Given exercise A:
Can you reproduce, word for word, the part of the forum thread about starting a kids sailing program between "might be fun" and "(Mar 19, 2006)", inclusive?

Selected extract:
____________________

# Trying to start a kids program at the club



## Kiltmadoc (Nov 10, 2009)

My yacht club has many old salts, but a decent few of us have kids. The club also has 4 capri 14's The regatta committee has asked me and one other member to come up with a way to get the kids in the club more involved as well as use the capri's more than once per week (there's an intermittent tuesday night race series with them). Anyway, if anyone here has successfully run a kids & parents boating program, or just a kids program, I would love to hear some ideas. 

One thought i had was to have several weekend days where kids and parents would just cruise around the harbor with a tender boat available for the ones who get trapped or lost while playing with the boats.


----------



## SailingStNick (Dec 13, 2006)

Kids Summer Camp. One or two weeks of programs. All sorts of ways to do it - either all day all ages, or younger kids a.m. and older kids p.m. Then hold races at the end of the two weeks with a big party for everyone, including parents, grandparents, siblings, etc.

May even add a couple of evenings of family classes for adults new to sailing.

You'll probably want to get certified from US Sailing as it makes it look better for your club, and you learn so much about safety and how to run the course. Teenagers can get certified as well. Hopefully there are a few teens or college age kids that want a summer job running such a camp.


----------



## QuickMick (Oct 15, 2009)

might be fun to schedule weekly races, maybe one adult in each boat and some kiddos--but every week have the kids switch boats so they can make new friends?

if you want to keep it non competitive you might want to dub it a 'geocaching club,' check out this site, really pretty cool idea.

Geocaching - The Official Global GPS Cache Hunt Site


----------



## sailingdog (Mar 19, 2006)

Finding geocaches that are on the water would be a very cool thing to do with the kids. They don't even have to be real "physical" geocaches, but visual or informational ones.


----------

____________________

Given exercise B:
Would you transcribe the entries exactly, from the very first line of the entries through the line holding "118L138 117L137 106L140", inclusive?

(Boundary annotation records)
____________________

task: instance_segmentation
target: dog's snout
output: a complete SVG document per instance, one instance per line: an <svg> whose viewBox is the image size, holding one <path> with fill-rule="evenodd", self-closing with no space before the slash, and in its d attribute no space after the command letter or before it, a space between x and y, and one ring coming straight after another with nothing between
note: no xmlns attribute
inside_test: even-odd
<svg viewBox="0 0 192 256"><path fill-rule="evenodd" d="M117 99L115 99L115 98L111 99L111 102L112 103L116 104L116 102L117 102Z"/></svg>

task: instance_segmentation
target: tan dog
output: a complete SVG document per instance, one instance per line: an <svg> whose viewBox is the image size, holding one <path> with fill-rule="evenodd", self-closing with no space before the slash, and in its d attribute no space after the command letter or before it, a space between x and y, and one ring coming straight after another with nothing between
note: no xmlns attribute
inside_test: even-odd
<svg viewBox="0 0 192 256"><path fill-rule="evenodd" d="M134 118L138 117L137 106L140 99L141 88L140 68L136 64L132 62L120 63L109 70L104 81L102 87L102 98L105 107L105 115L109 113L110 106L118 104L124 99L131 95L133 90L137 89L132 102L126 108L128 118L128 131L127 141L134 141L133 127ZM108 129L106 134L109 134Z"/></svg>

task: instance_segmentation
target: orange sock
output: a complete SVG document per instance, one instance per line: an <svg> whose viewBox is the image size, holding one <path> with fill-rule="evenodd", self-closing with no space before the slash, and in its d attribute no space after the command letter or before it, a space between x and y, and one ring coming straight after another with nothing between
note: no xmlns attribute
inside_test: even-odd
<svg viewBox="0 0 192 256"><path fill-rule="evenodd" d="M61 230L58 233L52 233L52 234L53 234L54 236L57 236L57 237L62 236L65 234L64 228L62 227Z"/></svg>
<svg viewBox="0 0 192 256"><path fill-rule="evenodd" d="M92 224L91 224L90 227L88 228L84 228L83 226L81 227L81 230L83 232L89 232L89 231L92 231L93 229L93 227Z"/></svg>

____________________

Written reply A:
might be fun to schedule weekly races, maybe one adult in each boat and some kiddos--but every week have the kids switch boats so they can make new friends?

if you want to keep it non competitive you might want to dub it a 'geocaching club,' check out this site, really pretty cool idea.

Geocaching - The Official Global GPS Cache Hunt Site


----------



## sailingdog (Mar 19, 2006)

Written reply B:
task: instance_segmentation
target: dog's snout
output: a complete SVG document per instance, one instance per line: an <svg> whose viewBox is the image size, holding one <path> with fill-rule="evenodd", self-closing with no space before the slash, and in its d attribute no space after the command letter or before it, a space between x and y, and one ring coming straight after another with nothing between
note: no xmlns attribute
inside_test: even-odd
<svg viewBox="0 0 192 256"><path fill-rule="evenodd" d="M117 99L115 99L115 98L111 99L111 102L112 103L116 104L116 102L117 102Z"/></svg>

task: instance_segmentation
target: tan dog
output: a complete SVG document per instance, one instance per line: an <svg> whose viewBox is the image size, holding one <path> with fill-rule="evenodd", self-closing with no space before the slash, and in its d attribute no space after the command letter or before it, a space between x and y, and one ring coming straight after another with nothing between
note: no xmlns attribute
inside_test: even-odd
<svg viewBox="0 0 192 256"><path fill-rule="evenodd" d="M134 118L138 117L137 106L140 99L141 88L140 68L136 64L132 62L120 63L109 70L104 81L102 87L102 98L105 107L105 115L109 113L110 106L118 104L124 99L131 95L133 90L137 89L132 102L126 108L128 118L128 131L127 141L134 141L133 127ZM108 129L106 134L109 134Z"/></svg>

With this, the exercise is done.